**Supplied data:**
※ ※ ※
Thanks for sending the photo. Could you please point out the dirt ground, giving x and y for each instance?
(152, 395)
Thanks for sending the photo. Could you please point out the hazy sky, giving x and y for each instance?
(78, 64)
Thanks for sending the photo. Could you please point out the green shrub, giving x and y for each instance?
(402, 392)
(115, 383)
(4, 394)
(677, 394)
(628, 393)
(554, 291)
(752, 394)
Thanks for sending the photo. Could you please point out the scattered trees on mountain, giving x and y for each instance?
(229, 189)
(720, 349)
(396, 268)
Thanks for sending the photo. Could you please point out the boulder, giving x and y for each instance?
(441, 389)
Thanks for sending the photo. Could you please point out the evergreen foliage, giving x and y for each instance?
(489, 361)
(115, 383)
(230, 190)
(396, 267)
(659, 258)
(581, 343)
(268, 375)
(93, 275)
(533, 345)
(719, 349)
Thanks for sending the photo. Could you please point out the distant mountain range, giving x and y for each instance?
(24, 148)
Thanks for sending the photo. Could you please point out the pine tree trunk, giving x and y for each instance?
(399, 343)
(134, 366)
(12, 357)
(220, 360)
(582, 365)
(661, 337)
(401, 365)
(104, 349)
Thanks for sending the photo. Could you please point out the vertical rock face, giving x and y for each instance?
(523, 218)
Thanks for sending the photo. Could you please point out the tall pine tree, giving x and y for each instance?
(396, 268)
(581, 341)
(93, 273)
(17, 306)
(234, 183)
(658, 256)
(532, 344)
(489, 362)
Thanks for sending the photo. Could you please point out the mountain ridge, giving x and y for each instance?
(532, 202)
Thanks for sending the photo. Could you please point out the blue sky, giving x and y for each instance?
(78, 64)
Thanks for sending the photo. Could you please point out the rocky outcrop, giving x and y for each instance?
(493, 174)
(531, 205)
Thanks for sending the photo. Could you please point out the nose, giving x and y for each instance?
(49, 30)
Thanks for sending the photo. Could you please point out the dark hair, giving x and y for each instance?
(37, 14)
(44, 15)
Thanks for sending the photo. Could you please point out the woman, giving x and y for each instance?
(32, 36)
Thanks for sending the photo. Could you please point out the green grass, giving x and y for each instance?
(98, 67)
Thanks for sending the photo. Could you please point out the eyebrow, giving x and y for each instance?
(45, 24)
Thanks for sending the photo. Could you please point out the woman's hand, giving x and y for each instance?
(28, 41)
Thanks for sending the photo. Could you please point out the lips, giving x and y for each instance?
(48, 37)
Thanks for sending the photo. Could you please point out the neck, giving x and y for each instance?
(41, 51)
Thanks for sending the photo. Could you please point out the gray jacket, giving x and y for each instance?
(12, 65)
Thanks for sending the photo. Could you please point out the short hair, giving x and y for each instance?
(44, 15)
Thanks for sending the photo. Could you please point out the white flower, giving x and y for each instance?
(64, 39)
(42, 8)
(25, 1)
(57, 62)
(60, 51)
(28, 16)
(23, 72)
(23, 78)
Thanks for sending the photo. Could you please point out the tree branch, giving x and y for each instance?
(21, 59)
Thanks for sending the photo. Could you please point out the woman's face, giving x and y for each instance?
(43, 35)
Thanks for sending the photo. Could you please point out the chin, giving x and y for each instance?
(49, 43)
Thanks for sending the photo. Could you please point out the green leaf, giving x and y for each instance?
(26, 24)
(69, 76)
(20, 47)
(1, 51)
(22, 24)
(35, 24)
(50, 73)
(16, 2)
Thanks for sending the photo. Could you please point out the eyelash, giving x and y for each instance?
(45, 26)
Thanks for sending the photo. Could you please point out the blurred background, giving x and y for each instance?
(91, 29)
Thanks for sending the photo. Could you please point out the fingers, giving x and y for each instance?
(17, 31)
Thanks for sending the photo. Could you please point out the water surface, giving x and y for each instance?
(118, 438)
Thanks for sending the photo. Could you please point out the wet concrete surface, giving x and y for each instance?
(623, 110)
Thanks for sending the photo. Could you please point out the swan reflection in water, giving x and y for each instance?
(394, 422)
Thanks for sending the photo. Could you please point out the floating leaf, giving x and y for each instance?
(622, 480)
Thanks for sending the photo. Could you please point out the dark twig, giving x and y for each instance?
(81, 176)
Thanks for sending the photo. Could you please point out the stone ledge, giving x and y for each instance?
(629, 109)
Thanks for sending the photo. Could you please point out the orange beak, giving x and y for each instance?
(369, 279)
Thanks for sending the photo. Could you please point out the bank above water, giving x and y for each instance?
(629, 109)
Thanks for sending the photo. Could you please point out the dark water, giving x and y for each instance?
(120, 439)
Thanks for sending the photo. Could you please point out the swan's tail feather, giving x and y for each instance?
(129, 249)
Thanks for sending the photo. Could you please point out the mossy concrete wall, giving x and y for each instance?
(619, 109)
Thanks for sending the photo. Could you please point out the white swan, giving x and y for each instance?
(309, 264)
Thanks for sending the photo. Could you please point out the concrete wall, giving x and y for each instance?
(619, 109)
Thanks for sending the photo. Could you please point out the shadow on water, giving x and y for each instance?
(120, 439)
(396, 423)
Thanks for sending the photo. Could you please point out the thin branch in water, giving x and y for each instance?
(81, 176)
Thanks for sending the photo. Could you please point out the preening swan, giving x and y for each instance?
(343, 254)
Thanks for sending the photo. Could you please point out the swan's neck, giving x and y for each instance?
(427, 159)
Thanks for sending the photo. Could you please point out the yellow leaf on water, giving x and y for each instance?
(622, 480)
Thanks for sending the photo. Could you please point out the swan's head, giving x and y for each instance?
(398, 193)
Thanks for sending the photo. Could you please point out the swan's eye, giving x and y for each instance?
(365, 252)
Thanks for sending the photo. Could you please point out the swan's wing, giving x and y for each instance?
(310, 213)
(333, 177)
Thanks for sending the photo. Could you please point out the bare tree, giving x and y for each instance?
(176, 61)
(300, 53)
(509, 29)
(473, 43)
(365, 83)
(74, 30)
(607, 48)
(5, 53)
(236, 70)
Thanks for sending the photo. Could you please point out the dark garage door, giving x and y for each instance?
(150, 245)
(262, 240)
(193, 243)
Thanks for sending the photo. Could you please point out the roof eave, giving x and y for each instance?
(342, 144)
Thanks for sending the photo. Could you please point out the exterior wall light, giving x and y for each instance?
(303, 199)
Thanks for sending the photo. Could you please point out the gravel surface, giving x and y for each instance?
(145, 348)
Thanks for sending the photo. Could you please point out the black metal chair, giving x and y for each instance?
※ ※ ※
**Direction:**
Starting at the line that contains "door, giving x and y for each instance?" and ending with the last line of the data, write out every line again and offset each coordinate in the answers by adding 80 to both x and y.

**Response:**
Thanks for sending the photo. Could you please point out the dark garage door, giving x and y for each instance?
(230, 325)
(342, 320)
(273, 323)
Thanks for sending the photo. Could you please point out the roof eave, giving x and y for each instance?
(422, 224)
Thanks for sending the photo. Could you please point out the exterior wall light, giving x and y for each instance?
(383, 279)
Thanks for sending the photo. Could you please point out the gravel surface, giving x and y for each instance?
(225, 428)
Thanks for sending the photo. Could you please point out the black metal chair, giving x and y for each instance?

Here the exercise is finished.